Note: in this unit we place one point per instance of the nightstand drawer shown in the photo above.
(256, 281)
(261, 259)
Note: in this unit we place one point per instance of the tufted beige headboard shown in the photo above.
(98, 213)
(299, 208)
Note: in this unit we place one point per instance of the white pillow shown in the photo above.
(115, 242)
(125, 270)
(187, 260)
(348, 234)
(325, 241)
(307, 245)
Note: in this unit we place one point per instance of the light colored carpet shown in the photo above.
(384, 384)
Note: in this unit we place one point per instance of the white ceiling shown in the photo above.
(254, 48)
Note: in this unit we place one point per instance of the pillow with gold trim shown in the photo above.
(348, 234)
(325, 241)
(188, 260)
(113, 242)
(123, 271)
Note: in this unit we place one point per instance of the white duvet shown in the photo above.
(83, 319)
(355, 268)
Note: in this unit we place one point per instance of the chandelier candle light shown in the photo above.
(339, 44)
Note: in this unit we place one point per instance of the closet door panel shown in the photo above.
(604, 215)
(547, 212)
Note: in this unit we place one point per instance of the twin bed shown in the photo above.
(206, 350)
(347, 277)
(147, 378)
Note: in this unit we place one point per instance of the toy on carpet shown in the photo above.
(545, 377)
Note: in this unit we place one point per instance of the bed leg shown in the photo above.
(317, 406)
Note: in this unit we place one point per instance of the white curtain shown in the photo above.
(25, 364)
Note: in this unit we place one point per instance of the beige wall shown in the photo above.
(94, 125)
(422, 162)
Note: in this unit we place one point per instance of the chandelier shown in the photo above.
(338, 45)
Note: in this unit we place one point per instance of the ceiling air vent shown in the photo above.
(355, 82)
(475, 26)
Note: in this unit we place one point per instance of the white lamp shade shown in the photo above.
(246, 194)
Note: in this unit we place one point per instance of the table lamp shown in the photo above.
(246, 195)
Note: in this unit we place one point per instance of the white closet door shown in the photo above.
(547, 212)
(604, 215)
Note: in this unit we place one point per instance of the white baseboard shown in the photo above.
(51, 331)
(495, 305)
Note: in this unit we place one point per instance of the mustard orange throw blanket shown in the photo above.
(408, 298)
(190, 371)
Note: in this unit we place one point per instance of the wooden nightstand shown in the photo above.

◆ ◆ ◆ ◆

Task statement =>
The answer should consist of all the lines above, retyped exactly.

Written solution =>
Note: in this unit we place one point per instance of the nightstand drawer shown in the photo above.
(256, 281)
(261, 259)
Note: in this unit we place one point per instance of the tufted beige headboard shown in the photo above.
(98, 213)
(299, 208)
Note: in this unit we place one point per instance of the white pillow shown in the photo above.
(115, 242)
(125, 270)
(187, 260)
(348, 234)
(325, 241)
(307, 245)
Note: in this unit we place one point per instance of the light colored carpet shown in the photo above.
(384, 384)
Note: in this unit we place one point per instance of the white ceiling shown in the photo above.
(254, 48)
Note: in this unit we place one point per instance of the pillow with gold trim shown in the photo above.
(348, 234)
(325, 241)
(188, 260)
(113, 242)
(123, 271)
Note: in this unit we place one point per instance of the white duvet shown in the photo above.
(83, 319)
(355, 268)
Note: in this unit we place one point per instance of the chandelier candle light shown in the photo above.
(339, 44)
Note: in this unit we place one point per instance of the closet door panel shown in the photo above.
(604, 215)
(547, 212)
Note: in this unit we place one point per instance of the twin bed shown in the photo above.
(206, 350)
(347, 277)
(147, 378)
Note: in this unit we place one point per instance of the toy on carpet shown in the photo above.
(545, 377)
Note: in this unit we place one point per instance of the bed leg shown in the photo above.
(317, 406)
Note: in this unit we place one point per instance of the white curtain shown in the photo above.
(25, 364)
Note: in this unit we place one point per instance of the beige wall shown in the photo above.
(94, 125)
(422, 162)
Note: in this unit we place one point per instance of the chandelier shown in the photo above.
(338, 45)
Note: in this unit we place one point per instance of the ceiling air vent shown in the photo above.
(355, 82)
(475, 26)
Note: in this unit we place one point per instance of the white lamp shade shown in the photo above.
(246, 194)
Note: in this unit we place one point per instance of the table lamp shown in the photo above.
(246, 195)
Note: in this unit we place one point per instance of the white closet door shown in the photo above.
(547, 212)
(604, 215)
Note: in this unit we place one point per instance of the white baseboard shown in the photo above.
(51, 331)
(495, 305)
Note: in this unit we place one point per instance of the mustard orange throw blanket shown in the photo above.
(408, 298)
(190, 371)
Note: in this unit we place one point per instance of the wooden nightstand shown in the photo above.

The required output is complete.